DATA SHOWN:

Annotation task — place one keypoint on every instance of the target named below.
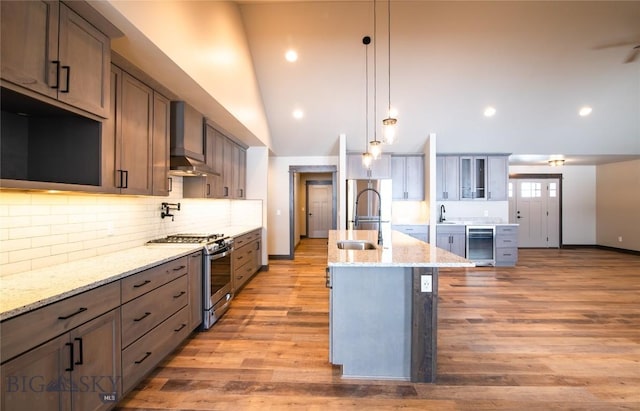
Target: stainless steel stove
(216, 270)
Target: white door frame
(549, 176)
(308, 209)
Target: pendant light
(389, 124)
(375, 146)
(366, 156)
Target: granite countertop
(398, 250)
(23, 292)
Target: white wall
(578, 200)
(278, 202)
(40, 229)
(257, 189)
(618, 202)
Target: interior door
(319, 199)
(535, 206)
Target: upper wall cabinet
(49, 49)
(407, 173)
(472, 177)
(380, 168)
(447, 178)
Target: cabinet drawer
(506, 241)
(246, 238)
(149, 310)
(20, 334)
(142, 356)
(243, 256)
(145, 281)
(506, 255)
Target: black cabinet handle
(145, 315)
(146, 355)
(70, 345)
(66, 317)
(66, 90)
(327, 278)
(81, 353)
(142, 284)
(57, 64)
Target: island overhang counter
(383, 304)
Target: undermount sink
(355, 245)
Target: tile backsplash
(40, 229)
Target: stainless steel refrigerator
(368, 201)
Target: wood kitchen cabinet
(135, 138)
(49, 49)
(234, 170)
(447, 178)
(452, 237)
(77, 369)
(246, 258)
(155, 317)
(380, 168)
(407, 173)
(210, 186)
(160, 145)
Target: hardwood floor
(561, 331)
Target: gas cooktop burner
(190, 239)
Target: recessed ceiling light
(585, 111)
(489, 111)
(291, 56)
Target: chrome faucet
(379, 212)
(442, 211)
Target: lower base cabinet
(452, 238)
(78, 354)
(141, 357)
(79, 370)
(506, 245)
(247, 257)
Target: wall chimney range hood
(187, 142)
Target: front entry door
(319, 199)
(535, 206)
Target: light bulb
(389, 130)
(375, 147)
(366, 160)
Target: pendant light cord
(375, 61)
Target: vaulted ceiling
(537, 63)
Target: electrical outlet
(426, 285)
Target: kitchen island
(383, 304)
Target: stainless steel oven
(481, 247)
(216, 271)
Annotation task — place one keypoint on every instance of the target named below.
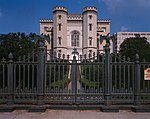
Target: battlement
(90, 9)
(46, 20)
(60, 8)
(75, 17)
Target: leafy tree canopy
(135, 45)
(18, 44)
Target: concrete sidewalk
(73, 114)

EXERCISE AIM: Please reproduce the entries above line by line, exactly, leaving out each image.

OUTPUT:
Annotation task — place one keypoint on every instance of the target named below.
Target: stainless steel stove
(216, 270)
Target: white door frame
(549, 176)
(308, 209)
Target: pendant light
(389, 124)
(375, 146)
(366, 156)
Target: granite countertop
(398, 250)
(23, 292)
Target: white wall
(578, 200)
(278, 202)
(40, 229)
(257, 189)
(618, 202)
Target: interior door
(319, 199)
(535, 206)
Target: upper wall cabinet
(49, 49)
(407, 173)
(472, 177)
(380, 168)
(447, 178)
Target: cabinet drawer
(506, 241)
(246, 238)
(149, 310)
(20, 334)
(142, 356)
(243, 256)
(145, 281)
(506, 255)
Target: black cabinet handle
(145, 315)
(146, 355)
(70, 345)
(66, 317)
(66, 90)
(327, 278)
(81, 353)
(142, 284)
(57, 64)
Target: island overhang counter
(383, 304)
Target: undermount sink
(355, 245)
Target: tile backsplash
(40, 229)
Target: stainless steel refrigerator
(368, 201)
Target: wood kitchen cabinet
(135, 138)
(49, 49)
(234, 170)
(447, 178)
(452, 237)
(77, 369)
(246, 258)
(155, 317)
(380, 168)
(407, 173)
(210, 186)
(160, 145)
Target: hardwood floor
(561, 331)
Target: gas cooktop burner
(190, 239)
Target: recessed ceiling light
(585, 111)
(489, 111)
(291, 56)
Target: chrome faucet
(379, 212)
(442, 211)
Target: lower base cabinet
(452, 238)
(78, 354)
(141, 357)
(79, 370)
(506, 245)
(247, 257)
Target: wall chimney range hood
(187, 142)
Target: front entry door
(319, 199)
(535, 206)
Target: light bulb
(389, 130)
(375, 147)
(366, 160)
Target: pendant light cord
(375, 61)
Target: vaulted ceiling
(537, 63)
Target: electrical outlet
(426, 285)
Target: kitchen island
(383, 304)
Target: stainless steel oven
(481, 247)
(216, 271)
Annotation task — place one keypoint on every instance of the target named below.
Target: battlement
(90, 9)
(46, 20)
(60, 8)
(75, 17)
Target: leafy tree canopy
(135, 45)
(18, 44)
Target: concrete sidewalk
(73, 114)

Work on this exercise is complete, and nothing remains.